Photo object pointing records
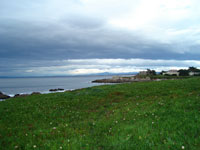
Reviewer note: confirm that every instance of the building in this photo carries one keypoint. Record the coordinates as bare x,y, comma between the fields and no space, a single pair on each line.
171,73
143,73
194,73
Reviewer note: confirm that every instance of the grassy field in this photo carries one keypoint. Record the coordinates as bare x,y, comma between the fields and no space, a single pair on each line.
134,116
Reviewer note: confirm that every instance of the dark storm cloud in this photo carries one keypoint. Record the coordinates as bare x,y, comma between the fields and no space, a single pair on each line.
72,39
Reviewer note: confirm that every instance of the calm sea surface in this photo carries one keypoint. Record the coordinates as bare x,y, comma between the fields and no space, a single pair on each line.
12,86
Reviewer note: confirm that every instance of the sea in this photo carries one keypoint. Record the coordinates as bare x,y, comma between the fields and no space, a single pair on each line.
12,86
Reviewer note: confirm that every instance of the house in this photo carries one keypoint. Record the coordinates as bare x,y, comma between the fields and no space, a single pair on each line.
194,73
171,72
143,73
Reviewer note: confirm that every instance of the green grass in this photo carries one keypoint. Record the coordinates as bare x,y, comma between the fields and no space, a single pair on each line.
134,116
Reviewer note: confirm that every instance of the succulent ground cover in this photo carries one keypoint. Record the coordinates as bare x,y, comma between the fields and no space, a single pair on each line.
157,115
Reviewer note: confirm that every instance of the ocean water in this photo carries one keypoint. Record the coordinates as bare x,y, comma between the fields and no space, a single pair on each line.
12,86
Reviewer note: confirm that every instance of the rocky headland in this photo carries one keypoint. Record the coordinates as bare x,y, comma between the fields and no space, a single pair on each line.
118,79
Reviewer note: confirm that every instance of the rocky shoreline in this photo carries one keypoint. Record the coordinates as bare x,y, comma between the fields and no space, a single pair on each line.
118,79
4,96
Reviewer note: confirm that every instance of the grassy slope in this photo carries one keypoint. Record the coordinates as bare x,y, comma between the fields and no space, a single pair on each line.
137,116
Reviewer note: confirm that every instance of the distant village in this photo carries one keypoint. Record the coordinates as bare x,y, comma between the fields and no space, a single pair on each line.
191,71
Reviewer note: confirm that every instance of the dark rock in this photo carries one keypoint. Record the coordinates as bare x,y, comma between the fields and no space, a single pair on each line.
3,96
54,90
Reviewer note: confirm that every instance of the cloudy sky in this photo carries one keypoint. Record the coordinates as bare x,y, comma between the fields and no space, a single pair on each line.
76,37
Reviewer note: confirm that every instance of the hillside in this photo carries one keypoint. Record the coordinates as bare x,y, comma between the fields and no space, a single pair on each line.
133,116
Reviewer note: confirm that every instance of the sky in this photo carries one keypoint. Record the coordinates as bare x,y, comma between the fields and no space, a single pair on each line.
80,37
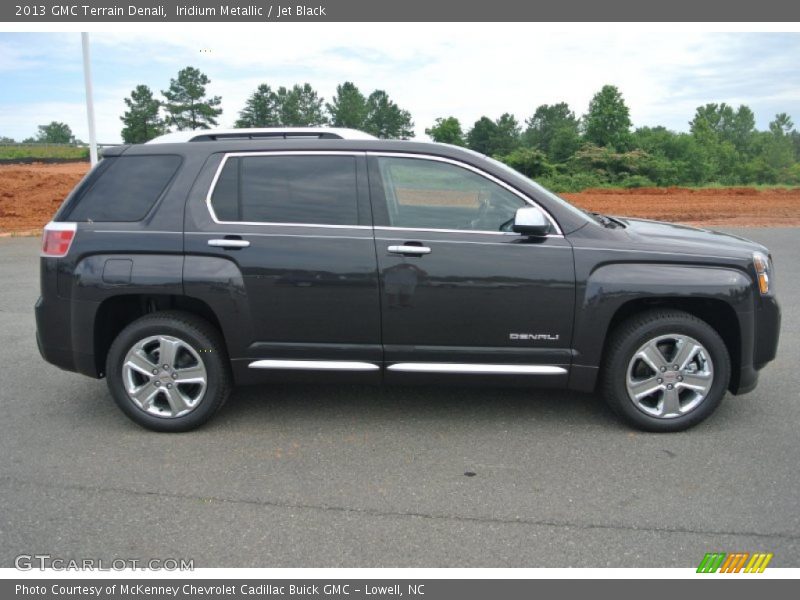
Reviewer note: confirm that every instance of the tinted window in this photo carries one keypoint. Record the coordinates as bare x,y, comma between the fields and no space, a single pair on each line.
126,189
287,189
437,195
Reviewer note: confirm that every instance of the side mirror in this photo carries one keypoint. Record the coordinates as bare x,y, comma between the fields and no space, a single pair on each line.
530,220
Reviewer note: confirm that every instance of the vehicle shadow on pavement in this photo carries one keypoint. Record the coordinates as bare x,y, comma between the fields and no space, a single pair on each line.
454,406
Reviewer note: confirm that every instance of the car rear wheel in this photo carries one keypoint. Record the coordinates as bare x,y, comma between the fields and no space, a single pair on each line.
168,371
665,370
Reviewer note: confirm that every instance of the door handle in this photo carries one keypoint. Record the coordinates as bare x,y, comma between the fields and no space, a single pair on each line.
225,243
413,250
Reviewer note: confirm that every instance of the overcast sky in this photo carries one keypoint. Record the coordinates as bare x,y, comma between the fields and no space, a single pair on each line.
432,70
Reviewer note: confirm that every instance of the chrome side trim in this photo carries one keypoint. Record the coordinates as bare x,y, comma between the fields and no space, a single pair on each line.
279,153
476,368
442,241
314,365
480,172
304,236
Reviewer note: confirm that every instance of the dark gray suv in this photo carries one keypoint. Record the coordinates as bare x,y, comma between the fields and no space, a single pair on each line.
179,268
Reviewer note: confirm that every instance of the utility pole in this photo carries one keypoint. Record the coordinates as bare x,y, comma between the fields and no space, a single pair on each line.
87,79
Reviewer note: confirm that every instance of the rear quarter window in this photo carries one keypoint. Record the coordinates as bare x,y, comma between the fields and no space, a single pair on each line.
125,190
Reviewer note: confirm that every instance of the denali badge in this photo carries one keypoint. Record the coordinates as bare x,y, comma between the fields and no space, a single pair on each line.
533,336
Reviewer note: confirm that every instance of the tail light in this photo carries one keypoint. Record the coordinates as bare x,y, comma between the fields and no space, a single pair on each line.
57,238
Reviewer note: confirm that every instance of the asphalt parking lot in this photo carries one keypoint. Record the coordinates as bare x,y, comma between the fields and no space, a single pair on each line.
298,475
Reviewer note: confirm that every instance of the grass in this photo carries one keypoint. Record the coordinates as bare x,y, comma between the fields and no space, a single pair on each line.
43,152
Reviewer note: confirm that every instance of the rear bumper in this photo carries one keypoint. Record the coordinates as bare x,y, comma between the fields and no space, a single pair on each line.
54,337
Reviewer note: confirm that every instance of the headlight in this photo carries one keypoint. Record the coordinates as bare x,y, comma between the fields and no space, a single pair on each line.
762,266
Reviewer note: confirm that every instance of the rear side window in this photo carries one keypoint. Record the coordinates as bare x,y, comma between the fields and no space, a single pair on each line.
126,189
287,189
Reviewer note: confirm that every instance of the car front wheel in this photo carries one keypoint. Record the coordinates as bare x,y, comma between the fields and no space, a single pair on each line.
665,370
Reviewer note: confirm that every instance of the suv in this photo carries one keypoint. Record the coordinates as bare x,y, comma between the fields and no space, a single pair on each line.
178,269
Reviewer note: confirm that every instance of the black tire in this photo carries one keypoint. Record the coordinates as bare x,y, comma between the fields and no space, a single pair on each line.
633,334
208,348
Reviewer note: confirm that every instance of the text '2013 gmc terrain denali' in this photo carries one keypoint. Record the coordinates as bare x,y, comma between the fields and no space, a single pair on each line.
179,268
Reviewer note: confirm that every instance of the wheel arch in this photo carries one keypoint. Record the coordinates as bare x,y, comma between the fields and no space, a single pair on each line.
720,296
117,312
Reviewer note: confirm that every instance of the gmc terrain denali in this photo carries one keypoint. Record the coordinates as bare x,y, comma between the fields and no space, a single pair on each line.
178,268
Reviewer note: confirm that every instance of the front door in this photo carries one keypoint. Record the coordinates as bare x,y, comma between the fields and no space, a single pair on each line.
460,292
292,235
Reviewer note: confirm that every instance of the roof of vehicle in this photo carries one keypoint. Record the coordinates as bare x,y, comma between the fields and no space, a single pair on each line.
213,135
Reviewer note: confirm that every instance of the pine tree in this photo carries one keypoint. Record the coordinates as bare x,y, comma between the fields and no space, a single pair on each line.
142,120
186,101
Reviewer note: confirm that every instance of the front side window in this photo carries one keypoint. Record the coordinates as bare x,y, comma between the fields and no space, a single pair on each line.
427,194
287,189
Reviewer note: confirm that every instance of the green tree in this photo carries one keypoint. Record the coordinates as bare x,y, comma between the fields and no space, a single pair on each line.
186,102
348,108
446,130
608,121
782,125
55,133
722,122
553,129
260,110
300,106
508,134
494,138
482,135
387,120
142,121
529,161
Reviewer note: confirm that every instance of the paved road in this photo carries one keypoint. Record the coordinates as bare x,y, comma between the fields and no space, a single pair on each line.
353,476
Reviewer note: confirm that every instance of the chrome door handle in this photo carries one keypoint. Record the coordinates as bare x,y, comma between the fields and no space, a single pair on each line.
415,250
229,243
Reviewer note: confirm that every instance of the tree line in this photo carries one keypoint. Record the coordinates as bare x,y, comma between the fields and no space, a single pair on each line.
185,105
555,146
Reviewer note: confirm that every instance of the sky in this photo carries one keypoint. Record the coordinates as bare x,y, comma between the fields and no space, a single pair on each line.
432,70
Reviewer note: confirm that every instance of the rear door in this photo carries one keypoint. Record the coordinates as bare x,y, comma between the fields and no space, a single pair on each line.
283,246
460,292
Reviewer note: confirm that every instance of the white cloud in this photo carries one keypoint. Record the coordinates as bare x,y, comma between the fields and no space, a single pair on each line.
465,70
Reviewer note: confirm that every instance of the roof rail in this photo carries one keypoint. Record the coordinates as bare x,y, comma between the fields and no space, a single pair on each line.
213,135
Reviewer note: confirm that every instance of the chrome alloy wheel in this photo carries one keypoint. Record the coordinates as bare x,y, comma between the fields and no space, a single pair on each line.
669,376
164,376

▸ GOAL OF THE EXERCISE
Output the lines from the one containing "Reviewer note: confirm that every instance of the tree" through the last line of the data, both included, as a JSON list of strings with one string per line and blank lines omitted.

▸ FULL RESPONSE
[
  "Reviewer note: confirm that every instance of the tree line in this photo carries one keypoint. Record the coordinates as bare x,y, comma between the fields and no space, a single pair on each line.",
  "185,105",
  "555,146",
  "Reviewer note: confirm that every instance of the sky in this photo carries one keypoint. Record the coordinates as bare x,y, comma between the fields and no space, a single pair on each line.",
  "432,70",
  "Reviewer note: confirm that every instance of the rear door in this photo carries one keypoint. Record the coordinates as bare x,y, comma between the fields and no space, a single pair on each line.",
  "283,246",
  "460,292",
  "Reviewer note: confirm that every instance of the white cloud in this photo carries one keypoint. Record the coordinates as bare x,y, comma between the fields and no space, a single pair on each line.",
  "465,70",
  "Reviewer note: confirm that every instance of the roof rail in this photo carries one keypoint. Record the coordinates as bare x,y, comma between the fields and no space, a single pair on each line.",
  "213,135",
  "Reviewer note: confirm that every instance of the chrome alloy wheel in this photo carries one keypoint. Record the coordinates as bare x,y, comma between the fields and no space, a single pair on each line.",
  "669,376",
  "164,376"
]